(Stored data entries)
++++++++++

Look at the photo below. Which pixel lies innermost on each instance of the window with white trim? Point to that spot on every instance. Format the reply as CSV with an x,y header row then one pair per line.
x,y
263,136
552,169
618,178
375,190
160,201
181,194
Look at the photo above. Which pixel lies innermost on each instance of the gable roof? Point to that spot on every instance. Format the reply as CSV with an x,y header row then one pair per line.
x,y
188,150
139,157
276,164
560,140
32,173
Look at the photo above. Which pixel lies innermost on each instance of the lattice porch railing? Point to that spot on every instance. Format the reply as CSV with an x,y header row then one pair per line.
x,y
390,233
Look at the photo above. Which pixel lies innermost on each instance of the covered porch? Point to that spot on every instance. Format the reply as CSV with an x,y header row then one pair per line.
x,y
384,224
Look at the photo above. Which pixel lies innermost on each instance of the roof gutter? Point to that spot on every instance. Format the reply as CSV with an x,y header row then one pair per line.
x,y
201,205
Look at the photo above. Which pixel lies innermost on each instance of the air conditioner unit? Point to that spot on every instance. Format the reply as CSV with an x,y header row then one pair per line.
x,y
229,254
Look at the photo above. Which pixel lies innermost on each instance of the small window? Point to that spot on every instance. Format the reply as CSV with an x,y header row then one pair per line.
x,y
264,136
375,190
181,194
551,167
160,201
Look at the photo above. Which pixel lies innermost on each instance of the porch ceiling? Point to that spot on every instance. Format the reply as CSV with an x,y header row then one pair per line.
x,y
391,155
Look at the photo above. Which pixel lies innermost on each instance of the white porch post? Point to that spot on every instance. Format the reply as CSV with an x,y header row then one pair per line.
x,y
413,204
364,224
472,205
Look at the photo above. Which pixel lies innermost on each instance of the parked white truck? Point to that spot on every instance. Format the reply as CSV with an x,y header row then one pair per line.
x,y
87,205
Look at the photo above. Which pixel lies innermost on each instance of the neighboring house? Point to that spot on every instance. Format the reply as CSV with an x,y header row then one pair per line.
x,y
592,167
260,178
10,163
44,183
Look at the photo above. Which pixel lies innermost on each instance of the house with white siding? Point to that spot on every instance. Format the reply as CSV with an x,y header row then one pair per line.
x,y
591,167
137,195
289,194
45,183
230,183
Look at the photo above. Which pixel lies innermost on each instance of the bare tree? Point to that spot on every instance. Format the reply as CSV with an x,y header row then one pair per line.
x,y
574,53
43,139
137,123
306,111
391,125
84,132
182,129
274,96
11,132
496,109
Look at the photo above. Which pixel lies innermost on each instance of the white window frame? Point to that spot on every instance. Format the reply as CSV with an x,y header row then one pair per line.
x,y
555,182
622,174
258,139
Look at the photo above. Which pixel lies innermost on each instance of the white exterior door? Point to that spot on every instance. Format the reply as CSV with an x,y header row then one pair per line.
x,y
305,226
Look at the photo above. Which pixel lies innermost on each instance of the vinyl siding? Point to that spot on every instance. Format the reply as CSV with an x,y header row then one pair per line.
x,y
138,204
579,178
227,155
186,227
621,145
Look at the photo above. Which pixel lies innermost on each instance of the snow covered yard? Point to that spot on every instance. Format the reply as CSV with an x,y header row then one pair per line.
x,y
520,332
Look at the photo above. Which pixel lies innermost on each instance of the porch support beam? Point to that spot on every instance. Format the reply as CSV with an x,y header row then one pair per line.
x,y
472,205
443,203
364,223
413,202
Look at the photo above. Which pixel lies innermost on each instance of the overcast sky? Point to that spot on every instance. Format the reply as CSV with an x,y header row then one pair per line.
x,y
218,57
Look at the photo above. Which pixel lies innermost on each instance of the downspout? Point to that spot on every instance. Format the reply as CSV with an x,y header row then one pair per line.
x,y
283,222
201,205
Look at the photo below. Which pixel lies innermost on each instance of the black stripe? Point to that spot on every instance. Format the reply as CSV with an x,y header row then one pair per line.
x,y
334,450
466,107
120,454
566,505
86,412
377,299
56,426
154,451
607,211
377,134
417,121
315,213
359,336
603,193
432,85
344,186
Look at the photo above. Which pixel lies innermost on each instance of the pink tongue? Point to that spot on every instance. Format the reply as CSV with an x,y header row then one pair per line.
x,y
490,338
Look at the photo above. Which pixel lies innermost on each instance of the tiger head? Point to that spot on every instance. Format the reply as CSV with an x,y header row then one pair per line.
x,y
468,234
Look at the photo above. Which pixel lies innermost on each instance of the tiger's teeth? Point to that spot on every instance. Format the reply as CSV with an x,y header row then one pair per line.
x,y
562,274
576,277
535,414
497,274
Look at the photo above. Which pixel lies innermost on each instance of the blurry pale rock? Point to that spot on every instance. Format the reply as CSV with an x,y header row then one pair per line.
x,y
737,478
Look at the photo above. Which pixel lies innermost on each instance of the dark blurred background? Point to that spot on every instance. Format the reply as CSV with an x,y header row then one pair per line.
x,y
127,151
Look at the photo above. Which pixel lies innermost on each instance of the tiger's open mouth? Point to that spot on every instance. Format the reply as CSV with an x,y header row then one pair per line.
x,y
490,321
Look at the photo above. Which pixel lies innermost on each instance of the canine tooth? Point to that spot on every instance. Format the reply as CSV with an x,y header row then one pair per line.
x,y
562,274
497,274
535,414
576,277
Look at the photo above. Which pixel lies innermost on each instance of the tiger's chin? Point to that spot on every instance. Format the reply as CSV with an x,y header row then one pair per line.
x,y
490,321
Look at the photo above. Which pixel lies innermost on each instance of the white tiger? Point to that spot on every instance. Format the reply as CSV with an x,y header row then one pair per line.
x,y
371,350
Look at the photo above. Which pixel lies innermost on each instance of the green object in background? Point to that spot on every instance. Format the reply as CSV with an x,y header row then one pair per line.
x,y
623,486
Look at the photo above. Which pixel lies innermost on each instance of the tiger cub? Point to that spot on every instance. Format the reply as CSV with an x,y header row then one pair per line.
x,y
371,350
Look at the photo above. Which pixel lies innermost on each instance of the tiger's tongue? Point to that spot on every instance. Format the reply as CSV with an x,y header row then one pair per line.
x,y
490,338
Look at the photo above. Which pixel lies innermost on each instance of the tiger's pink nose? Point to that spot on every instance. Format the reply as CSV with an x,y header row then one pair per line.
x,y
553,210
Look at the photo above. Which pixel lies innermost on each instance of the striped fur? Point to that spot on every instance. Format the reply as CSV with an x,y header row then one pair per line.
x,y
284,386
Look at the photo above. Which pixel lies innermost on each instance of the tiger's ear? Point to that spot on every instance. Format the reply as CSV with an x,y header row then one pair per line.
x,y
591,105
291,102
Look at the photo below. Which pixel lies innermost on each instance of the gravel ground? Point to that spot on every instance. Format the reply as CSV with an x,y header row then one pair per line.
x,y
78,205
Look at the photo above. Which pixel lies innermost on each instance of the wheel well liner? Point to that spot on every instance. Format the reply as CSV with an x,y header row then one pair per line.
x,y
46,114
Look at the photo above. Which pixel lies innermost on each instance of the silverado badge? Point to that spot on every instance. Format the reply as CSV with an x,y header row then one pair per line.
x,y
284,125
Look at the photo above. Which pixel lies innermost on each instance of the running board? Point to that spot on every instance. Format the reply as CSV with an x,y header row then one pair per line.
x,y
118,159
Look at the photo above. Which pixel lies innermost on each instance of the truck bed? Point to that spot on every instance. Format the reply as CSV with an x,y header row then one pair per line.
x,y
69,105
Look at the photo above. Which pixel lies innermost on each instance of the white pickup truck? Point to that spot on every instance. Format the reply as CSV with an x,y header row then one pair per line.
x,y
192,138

++++++++++

Task objective: Retype each line above exactly as written.

Response:
Look at the photo below. Which pixel lies innermost on each instance of the window with white trim? Point to that spot on every instance. Format the reply as CSV with an x,y header row then one pair per line.
x,y
263,136
552,169
618,178
375,190
160,201
181,194
Look at the photo above. Which pixel lies innermost on each instance of the gable roof? Point to that spot on every instance. Format the reply as CSV with an x,y header row then one pair per line.
x,y
188,150
139,157
276,164
560,140
32,173
Look at the photo above. Which pixel lies innermost on each instance of the lattice porch railing? Point to that spot on every instance. Format the reply as CSV with an x,y header row then one pair per line.
x,y
390,233
Look at the photo above. Which pixel lies innermost on each instance of the covered porch? Point to that spot on every instance. Format the reply as CSV with an x,y header row then one pair per line.
x,y
384,224
Look at the photo above. Which pixel lies innermost on each instance of the roof gutter? Point to that spot on every instance. Format the reply as CSV with an x,y header row then one pair per line.
x,y
201,205
Look at the photo above. Which pixel lies innermost on each instance of the air conditioner unit? Point to that spot on every instance. Format the reply as CSV with an x,y header row then one pair per line.
x,y
229,254
Look at the photo above. Which pixel lies innermost on each instance of the small window? Point to that spot on every instance. Format the reply as CSV with an x,y header row then one pair per line.
x,y
264,136
375,190
181,194
551,167
160,201
Look at the photo above. Which pixel lies innermost on each instance of the porch ceiling? Point to that spot on every instance. Format the reply as CSV with an x,y header row then one pair per line.
x,y
391,155
Look at the photo above. Which pixel lies innermost on each instance of the white porch post? Point to that spot on every instance. Format the reply as CSV with an x,y header row then one pair per line.
x,y
413,204
364,224
472,205
Look at the photo above. Which pixel lies innermost on each instance of the parked white truck? Point to that spot on every instance. Format the reply as CSV with an x,y header row then one pair per line.
x,y
87,205
Look at the photo above. Which pixel lies innermost on each instance of the neighboring house? Point to that spot on every instance. Format the reply as CSV with an x,y header row then one pair per line.
x,y
592,167
260,178
10,163
44,183
Look at the photo above. Which pixel lies innermost on each instance of the house with white siding? Point to that spot on every instance. Format the reply as CSV with an x,y header row then one pair per line.
x,y
591,167
137,195
289,194
45,183
230,183
Look at the photo above. Which pixel lies innermost on each instance of the bare tree? Point to that spot on every instance. Format the reply as CSV with an x,y header row then one pair per line.
x,y
574,53
43,139
137,123
306,111
391,125
84,132
182,129
274,96
11,132
496,109
Look at the photo above. Which pixel lies innermost on each instance of the white window frame? Point to that spot on every instance. Format the reply as CSV with an x,y header row then one pair per line.
x,y
555,182
622,174
258,139
Look at the photo above. Which pixel lies innermost on each instance of the white exterior door? Point to that spot on every instance. Format the reply as CSV with an x,y header row then one pair per line.
x,y
305,226
Look at the photo above. Which pixel lies innermost on each instance of the vinyl siding? Point to that spot on every instance. Format the reply as CSV with an x,y header row then one pair per line.
x,y
138,204
579,178
227,155
186,227
621,145
Look at the photo above. Which pixel lies innermost on each instance of the snow covered yard? Point to that spot on every instance. Format the reply as CSV with an x,y header row then one pair per line.
x,y
520,332
Look at the photo above. Which pixel lies innermost on each instance of the porch support beam? Point to that spot on every instance. Format the reply as CSV with an x,y header row then one pair per line.
x,y
472,205
443,203
364,223
413,202
Look at the photo above. Which pixel lies innermost on each instance of the overcast sky? Point to that spot on every instance. Format the reply as CSV with an x,y header row then one pair per line.
x,y
218,57
Look at the photo above. Which pixel lies innermost on each instance of the downspout? Point to that spot on every instance. Format the reply as CSV with an x,y header row then one pair per line.
x,y
283,222
201,205
Look at the photo below. Which pixel lies innermost on each instance of the black stripe? Point to that spot on every instance. Format the reply as CSV with an x,y header row then one pair per line.
x,y
334,450
466,107
120,454
566,505
86,412
377,299
56,426
154,451
607,211
377,134
417,121
315,213
359,336
603,193
432,85
344,186
Look at the photo above. Which pixel lies innermost on each instance of the pink tongue? Point to that spot on every instance. Format the reply as CSV with an x,y header row then one pair per line.
x,y
490,338
Look at the photo above. Which pixel lies innermost on each instance of the tiger head? Point to that spot on every instance. Format the reply as CSV with an x,y header row then one pair per line.
x,y
468,234
Look at the photo above. Which pixel lies innermost on each instance of the tiger's teeth? Point to that spot on every instance. Format the reply as CSV with an x,y header row then one pair per line.
x,y
562,274
576,277
535,414
497,274
Look at the photo above. Which pixel lies innermost on each instance of the blurry pale rock? Point to that spot on every instance. Format the reply as CSV with an x,y header row then one pair per line.
x,y
737,478
Look at the photo above. Which pixel lies innermost on each instance of the dark blurred background? Point to that spot on every instance. Format the reply as CSV with an x,y header row then one pair per line.
x,y
127,151
Look at the photo above. Which pixel lies innermost on each instance of the tiger's open mouth? Point to that spot on every instance. Format the reply as CSV with an x,y header row then one pair per line.
x,y
490,321
Look at the photo above. Which pixel lies innermost on each instance of the canine tooth? Point to that spot on every instance. Format the reply as CSV with an x,y header row then one pair per line.
x,y
562,274
497,274
535,414
576,277
Look at the photo above. Which pixel lies innermost on each instance of the tiger's chin? Point to that spot on every instance. Format the reply as CSV with an x,y header row then one pair per line.
x,y
490,321
Look at the photo above. Which pixel lies innermost on each instance of the white tiger? Point to that spot on every instance. Format the reply as CSV with an x,y header row then one pair per line.
x,y
371,350
Look at the photo above. Which pixel lies innermost on each instance of the green object in background? Point to that spot on every instance. Format the reply as CSV with an x,y header row then one pair per line.
x,y
623,486
Look at the photo above. Which pixel lies innermost on each instance of the tiger cub? Point to that spot on every instance. Format the reply as CSV with an x,y header row then one pair per line.
x,y
371,350
Look at the photo above. Which pixel lies innermost on each instance of the tiger's tongue? Point to that spot on every instance. Format the reply as CSV with an x,y header row then one pair per line.
x,y
490,338
Look at the photo above. Which pixel lies innermost on each instance of the tiger's pink nose? Point to that spot on every instance. Format the reply as CSV with an x,y header row then one pair per line.
x,y
553,210
Look at the photo above. Which pixel lies innermost on each instance of the striped fur? Point to that spot on every instance. Format the reply as CSV with an x,y header row then one pair per line.
x,y
284,386
Look at the photo above. Which pixel lies innermost on each instance of the tiger's ear? Point to that spot on every instance. Format the reply as CSV with an x,y header row then one pair per line.
x,y
591,105
291,102
Look at the photo below. Which pixel lies innermost on each instance of the gravel ground? Point to that spot on every instance. Format the reply as CSV with an x,y header row then one pair per line.
x,y
78,205
Look at the photo above. Which pixel lies innermost on each instance of the wheel well liner? Point to that spot on every instance. Format the reply as CSV with an x,y header row then one pair per line.
x,y
46,114
Look at the photo above. Which pixel lies innermost on each instance of the silverado badge? Point to that spot on every instance. Format the reply as CSV with an x,y header row then one pair per line.
x,y
284,125
Look at the photo above. Which pixel lies innermost on each instance of the running board? Point to that spot on every instance. Format the reply as CSV with an x,y header row then one pair per line.
x,y
118,159
Look at the photo above. Which pixel lies innermost on each instance of the truck bed? Point to that spot on every instance. Format the reply as CSV with an x,y header row then one pair per line.
x,y
69,105
Look at the photo above. Which pixel lies innermost on each instance of the white pickup truck? Point to that spot on every instance. Format the reply as CSV with an x,y header row then one pair per line.
x,y
192,138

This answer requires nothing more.